== Passage to read ==
Photosensitive thermosetting resin and solder resist ink composition containing the same

Abstract

The present invention relates to a photosensitive thermosetting resin, which has more than two of ethylenically double bonds and carboxyl functional groups in one molecule thereof. The invention also relates to a solder resist ink composition, including (A) the above photosensitive thermosetting resin, (B) a photo-polymerization initiator, and (C) a thermo-hardener. The solder resist ink composition is suitably applied to a printed circuit board, and has excellent photosensitivity, solder resistance, electrical corrosion resistance, insulating properties and adhesion to copper foil.

Description

FIELD OF THE INVENTION

[0001] The present invention relates to a photosensitive thermosetting resin and a solder resist ink composition containing the same. The solder resist ink composition is suitably applied to a printed circuit board, and has excellent photosensitivity, solder resistance, electrical corrosion resistance, insulating properties and adhesion to copper foil.

BACKGROUND OF THE INVENTION

[0002] Recently, conventional pure thermosetting solder resist ink applied to a screen printing process has been replaced with photosensitive thermosetting solder resist ink in accordance with increased circuitry of a printed circuit board (PCB). Normally, solder resist ink is required to have particular properties for use in PCB fabrication; for example, solder resist ink preferably have good heat resistance to sustain a high temperature as being dipped in solder during PCB fabrication, and needs to be excellent in adhesion to copper foil without causing delamination. Moreover, the solder resist ink also preferably has good electrical corrosion resistance and insulating properties. These properties are all required for application of the solder resist ink. Furthermore, in consideration of environmental protection and public safety, an organic solvent used in a developing process is gradually replaced by an alkali solution.

[0003] The foregoing requirements for properties of solder resist ink undesirably set limitation to application of solder resist ink materials; at present, only photosensitive resin synthesized from epoxy resin as a starting material may be considered adequate in concern of the property requirements. Such a photosensitive epoxy resin was described in U.S. Pat. No. 4,146,452 (March 1979) at the earliest or even earlier, but has been commercially applied to PCB fabrication only in this decade, for example in Taiwan Patent Publication Nos. 140202 and 257786.

== What to do ==
Please continue the solder resist ink patent text, starting right after its last sentence. The data below is separate from the solder resist ink patent text.

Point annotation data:
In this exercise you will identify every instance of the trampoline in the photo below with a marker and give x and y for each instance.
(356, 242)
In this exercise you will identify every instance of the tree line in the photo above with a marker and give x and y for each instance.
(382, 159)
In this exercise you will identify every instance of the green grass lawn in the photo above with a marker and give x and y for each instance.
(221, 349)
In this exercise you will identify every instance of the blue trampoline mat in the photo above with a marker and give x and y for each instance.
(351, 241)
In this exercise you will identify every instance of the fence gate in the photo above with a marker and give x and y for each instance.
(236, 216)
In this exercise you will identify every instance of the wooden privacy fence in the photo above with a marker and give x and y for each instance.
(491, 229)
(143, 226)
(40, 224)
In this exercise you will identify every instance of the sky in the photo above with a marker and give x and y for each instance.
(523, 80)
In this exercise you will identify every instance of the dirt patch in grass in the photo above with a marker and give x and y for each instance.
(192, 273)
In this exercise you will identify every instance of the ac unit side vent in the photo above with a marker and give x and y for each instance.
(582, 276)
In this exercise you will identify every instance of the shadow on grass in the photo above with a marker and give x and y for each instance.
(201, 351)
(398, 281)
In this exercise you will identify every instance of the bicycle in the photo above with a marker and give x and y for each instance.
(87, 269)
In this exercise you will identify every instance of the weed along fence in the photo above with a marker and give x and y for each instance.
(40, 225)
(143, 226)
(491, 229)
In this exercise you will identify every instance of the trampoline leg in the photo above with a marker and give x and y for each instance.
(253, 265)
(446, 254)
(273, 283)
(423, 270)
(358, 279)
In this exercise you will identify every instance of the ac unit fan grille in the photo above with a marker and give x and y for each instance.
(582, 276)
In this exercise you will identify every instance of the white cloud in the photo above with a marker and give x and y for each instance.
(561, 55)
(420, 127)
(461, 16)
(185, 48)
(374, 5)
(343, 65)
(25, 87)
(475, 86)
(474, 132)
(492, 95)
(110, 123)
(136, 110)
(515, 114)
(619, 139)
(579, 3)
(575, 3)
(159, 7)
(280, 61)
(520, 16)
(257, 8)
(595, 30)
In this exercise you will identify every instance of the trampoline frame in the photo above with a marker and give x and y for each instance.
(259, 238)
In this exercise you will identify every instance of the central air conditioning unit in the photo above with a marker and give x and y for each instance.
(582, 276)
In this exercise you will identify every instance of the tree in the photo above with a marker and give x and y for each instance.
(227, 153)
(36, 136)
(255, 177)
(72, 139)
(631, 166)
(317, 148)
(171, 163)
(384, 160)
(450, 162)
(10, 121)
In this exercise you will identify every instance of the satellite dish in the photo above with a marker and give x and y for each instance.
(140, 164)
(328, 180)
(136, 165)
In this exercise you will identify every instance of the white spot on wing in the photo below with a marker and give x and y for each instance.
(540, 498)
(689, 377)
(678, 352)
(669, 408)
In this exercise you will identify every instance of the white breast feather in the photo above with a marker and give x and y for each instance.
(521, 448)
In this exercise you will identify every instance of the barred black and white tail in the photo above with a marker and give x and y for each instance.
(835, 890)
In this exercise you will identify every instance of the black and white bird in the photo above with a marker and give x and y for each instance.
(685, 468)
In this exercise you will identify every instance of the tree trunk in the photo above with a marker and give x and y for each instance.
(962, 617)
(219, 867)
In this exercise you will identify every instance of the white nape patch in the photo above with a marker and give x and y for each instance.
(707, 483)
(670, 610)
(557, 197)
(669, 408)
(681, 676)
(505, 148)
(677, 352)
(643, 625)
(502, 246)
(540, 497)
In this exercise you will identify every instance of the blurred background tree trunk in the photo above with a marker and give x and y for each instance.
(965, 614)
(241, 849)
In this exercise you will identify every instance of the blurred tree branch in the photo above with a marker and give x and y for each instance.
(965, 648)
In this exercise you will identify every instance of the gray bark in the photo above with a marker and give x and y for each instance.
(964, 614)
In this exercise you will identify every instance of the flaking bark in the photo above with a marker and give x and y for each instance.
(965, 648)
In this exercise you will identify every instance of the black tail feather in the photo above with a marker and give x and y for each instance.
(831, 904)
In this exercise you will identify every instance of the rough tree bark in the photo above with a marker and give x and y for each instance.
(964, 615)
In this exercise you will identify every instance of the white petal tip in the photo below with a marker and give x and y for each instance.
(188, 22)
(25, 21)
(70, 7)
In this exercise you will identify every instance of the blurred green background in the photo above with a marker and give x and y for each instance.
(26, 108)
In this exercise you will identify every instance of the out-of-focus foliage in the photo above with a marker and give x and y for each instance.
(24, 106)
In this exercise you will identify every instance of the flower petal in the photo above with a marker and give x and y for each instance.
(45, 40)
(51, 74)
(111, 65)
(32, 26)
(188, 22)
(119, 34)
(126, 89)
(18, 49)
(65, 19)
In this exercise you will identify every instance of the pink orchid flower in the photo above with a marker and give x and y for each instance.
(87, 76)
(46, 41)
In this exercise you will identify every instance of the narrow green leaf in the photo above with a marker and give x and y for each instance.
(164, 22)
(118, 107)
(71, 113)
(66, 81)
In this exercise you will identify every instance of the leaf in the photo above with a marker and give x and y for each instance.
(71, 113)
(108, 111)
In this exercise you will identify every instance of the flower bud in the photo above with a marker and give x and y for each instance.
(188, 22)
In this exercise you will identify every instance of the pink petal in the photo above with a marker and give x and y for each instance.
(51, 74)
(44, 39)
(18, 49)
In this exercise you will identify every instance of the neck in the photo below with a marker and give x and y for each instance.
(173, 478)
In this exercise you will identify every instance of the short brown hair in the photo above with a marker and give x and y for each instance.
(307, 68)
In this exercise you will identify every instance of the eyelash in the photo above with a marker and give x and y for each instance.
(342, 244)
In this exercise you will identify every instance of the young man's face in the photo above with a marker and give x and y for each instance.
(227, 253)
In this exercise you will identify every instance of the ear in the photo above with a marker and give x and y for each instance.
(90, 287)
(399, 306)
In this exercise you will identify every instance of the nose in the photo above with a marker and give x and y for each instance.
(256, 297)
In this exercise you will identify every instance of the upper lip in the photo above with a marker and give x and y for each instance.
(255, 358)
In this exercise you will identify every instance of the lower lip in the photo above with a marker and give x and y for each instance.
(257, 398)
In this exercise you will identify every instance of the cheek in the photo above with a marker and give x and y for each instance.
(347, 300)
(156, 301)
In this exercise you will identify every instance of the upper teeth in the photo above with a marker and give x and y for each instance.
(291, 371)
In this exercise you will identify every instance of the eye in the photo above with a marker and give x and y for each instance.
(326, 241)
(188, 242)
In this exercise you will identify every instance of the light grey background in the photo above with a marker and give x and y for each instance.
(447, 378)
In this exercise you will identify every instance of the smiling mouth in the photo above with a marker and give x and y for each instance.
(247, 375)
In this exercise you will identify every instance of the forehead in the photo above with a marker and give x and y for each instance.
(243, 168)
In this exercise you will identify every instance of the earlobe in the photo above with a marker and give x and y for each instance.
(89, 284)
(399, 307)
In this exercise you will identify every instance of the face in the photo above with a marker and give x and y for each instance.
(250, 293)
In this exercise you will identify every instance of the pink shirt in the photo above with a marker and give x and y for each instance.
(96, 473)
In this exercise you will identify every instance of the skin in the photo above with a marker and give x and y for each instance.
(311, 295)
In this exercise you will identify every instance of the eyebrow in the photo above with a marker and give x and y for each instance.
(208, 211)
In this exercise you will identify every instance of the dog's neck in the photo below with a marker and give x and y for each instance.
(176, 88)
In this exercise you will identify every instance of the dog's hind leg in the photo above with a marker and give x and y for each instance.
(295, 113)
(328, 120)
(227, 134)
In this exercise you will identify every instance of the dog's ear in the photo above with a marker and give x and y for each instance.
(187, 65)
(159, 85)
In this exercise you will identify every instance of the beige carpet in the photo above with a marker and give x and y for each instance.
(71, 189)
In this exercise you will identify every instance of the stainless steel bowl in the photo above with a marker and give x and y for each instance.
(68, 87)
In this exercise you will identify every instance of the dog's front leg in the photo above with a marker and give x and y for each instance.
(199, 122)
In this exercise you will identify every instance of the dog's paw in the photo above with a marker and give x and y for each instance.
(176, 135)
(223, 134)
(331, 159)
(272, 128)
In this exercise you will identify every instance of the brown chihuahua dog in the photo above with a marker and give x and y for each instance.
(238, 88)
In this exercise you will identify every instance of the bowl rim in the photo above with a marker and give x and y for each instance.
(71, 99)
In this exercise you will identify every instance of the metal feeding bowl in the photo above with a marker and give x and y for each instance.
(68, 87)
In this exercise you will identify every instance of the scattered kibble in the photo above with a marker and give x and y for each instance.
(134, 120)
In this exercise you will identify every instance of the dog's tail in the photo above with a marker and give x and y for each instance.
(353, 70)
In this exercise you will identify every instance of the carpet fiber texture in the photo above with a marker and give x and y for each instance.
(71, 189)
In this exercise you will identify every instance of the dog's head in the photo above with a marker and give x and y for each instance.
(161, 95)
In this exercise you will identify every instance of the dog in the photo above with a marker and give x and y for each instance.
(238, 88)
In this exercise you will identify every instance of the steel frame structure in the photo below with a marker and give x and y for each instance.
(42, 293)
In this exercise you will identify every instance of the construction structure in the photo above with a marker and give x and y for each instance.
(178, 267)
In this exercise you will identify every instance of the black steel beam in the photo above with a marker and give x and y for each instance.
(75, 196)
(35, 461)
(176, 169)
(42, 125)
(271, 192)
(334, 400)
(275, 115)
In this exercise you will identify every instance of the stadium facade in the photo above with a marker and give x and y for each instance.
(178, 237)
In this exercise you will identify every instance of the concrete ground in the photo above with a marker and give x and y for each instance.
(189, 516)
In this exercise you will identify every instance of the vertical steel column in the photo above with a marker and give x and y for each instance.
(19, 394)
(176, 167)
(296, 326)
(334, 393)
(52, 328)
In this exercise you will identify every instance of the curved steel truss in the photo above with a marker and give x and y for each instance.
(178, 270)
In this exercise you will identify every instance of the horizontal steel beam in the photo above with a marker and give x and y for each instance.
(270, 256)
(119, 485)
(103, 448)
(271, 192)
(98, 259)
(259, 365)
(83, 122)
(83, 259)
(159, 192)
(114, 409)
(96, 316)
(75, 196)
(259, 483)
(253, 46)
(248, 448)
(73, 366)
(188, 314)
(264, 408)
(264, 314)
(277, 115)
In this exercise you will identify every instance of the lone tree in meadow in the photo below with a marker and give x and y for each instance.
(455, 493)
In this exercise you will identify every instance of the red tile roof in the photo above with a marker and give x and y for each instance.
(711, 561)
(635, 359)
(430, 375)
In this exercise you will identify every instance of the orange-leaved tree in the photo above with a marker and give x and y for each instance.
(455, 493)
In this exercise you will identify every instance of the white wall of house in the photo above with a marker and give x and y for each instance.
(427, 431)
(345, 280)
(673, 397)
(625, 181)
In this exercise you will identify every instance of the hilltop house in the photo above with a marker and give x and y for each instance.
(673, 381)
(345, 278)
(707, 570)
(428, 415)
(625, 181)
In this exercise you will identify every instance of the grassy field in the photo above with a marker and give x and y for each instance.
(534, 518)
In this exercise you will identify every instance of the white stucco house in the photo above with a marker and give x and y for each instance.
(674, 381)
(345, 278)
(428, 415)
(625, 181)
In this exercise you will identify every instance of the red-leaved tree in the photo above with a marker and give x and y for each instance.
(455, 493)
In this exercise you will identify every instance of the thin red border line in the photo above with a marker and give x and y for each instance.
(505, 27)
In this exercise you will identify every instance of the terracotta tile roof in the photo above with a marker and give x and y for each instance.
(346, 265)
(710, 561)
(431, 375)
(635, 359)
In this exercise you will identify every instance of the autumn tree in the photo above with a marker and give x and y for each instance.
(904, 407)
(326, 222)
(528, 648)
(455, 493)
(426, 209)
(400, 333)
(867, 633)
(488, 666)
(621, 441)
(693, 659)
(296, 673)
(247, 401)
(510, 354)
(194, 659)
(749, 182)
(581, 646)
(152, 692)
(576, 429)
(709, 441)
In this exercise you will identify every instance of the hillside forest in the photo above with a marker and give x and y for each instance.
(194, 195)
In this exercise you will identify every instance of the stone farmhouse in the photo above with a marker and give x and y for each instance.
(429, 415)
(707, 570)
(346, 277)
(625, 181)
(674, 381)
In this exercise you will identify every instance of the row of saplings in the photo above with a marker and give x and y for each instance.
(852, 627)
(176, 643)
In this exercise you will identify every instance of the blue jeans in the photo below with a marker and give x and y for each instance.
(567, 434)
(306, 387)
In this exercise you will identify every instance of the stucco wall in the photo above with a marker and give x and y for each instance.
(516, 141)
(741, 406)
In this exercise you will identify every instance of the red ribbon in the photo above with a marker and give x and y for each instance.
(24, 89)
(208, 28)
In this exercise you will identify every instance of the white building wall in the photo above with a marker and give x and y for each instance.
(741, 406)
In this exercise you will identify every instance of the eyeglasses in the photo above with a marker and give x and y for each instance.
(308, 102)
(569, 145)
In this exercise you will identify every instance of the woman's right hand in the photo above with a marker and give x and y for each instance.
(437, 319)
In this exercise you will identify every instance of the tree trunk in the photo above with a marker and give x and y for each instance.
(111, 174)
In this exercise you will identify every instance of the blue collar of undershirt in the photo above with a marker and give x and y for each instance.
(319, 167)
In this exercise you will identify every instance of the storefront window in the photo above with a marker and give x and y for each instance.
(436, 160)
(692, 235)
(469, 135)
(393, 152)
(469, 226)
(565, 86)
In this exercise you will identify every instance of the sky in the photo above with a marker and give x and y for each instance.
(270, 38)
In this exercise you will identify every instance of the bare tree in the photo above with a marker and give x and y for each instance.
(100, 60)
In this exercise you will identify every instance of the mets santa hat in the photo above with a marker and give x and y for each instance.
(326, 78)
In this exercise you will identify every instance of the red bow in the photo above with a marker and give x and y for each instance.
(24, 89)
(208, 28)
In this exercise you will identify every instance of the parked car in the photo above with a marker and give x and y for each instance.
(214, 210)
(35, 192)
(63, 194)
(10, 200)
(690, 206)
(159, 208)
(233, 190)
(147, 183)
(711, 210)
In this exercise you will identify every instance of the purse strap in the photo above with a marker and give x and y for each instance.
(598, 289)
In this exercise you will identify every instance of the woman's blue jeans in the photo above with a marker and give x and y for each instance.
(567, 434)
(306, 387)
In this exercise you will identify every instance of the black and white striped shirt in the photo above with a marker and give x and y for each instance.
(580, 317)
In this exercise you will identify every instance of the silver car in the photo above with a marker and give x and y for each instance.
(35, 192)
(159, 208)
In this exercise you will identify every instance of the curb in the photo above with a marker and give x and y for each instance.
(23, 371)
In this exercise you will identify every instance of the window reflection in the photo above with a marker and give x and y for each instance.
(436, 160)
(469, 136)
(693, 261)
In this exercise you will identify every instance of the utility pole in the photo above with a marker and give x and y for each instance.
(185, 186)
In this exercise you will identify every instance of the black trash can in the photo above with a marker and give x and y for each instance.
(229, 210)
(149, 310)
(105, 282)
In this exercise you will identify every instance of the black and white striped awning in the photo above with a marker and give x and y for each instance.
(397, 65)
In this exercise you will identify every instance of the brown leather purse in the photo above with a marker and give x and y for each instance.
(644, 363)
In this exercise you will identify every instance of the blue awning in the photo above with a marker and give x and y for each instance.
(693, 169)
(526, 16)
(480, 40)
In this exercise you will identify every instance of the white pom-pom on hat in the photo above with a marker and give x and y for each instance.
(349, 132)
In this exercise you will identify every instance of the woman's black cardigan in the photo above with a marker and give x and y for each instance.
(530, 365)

== Right answer ==
[0004] However, the above photosensitive resin may still not have sufficient photosensitivity; therefore, it is usually added with water-soluble monomer containing ethylenically double bonds to improve its photosensitivity in use. The added amount of the water-soluble monomer has critical effect; properties of the photosensitive resin or solder resist ink may be degraded by excess addition of the monomer; on the other hand, photosensitivity may not be effectively improved if an insufficient amount of the monomer is added.

[0005] Therefore, the problem to be solved herein is to provide a solder resist ink composition that can eliminate the above defects or drawbacks.

DETAILED DESCRIPTION OF THE INVENTION

[0006] The present invention relates to a photosensitive thermosetting resin, a solder resist ink composition containing the same, and a method for the photosensitive thermosetting resin.

[0007] The solder resist ink composition according to the invention is suitably applied to a printed circuit board, and has excellent photosensitivity, solder resistance, electrical corrosion resistance, insulating properties and adhesion to copper foil.

[0008] The photosensitive thermosetting resin according to the invention is obtained by reacting phenolic epoxy resin having at least two epoxy functional groups in one molecule with unsaturated monocarboxylic acid, polyacid anhydride and unsaturated monomer having epoxy groups.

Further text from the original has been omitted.